*Exercise directions*:
Reproduce the entries verbatim, starting with the line that contains "of the shadow" and going on through the last line of the entries. Leave the pictures out of your answer.
--- START ---
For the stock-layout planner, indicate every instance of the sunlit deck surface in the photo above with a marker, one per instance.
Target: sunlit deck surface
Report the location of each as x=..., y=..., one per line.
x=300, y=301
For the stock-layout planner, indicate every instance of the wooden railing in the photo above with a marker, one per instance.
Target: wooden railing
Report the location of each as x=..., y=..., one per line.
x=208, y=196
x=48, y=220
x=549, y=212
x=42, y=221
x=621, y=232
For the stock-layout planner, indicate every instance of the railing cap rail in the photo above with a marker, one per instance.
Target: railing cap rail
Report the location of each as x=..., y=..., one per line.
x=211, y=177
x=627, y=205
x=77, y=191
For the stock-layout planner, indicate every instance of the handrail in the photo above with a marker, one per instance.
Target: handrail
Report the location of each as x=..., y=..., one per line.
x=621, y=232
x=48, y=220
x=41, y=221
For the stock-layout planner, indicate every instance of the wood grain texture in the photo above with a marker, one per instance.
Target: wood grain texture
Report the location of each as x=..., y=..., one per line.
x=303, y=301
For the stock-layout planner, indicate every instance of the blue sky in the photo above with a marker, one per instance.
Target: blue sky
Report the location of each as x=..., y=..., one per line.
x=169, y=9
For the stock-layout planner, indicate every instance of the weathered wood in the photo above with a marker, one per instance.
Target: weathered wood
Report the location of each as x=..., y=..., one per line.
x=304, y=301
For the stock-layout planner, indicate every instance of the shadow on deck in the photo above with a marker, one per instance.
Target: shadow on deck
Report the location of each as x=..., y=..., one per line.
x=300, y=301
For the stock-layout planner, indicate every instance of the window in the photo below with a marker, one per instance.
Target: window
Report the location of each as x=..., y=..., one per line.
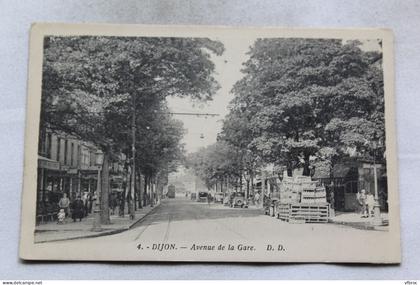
--- END ---
*Task answer*:
For the stock-layout planner, indicate every instance of the shadow on deck in the photo above with a marker, one per instance.
Target: shadow on deck
Report the location of each as x=..., y=..., one per line.
x=300, y=301
For the stock-layout planner, indicate every instance of the window in the photo below with a marker, one per instance.
Target: window
Report the location of each as x=..., y=..., one per line.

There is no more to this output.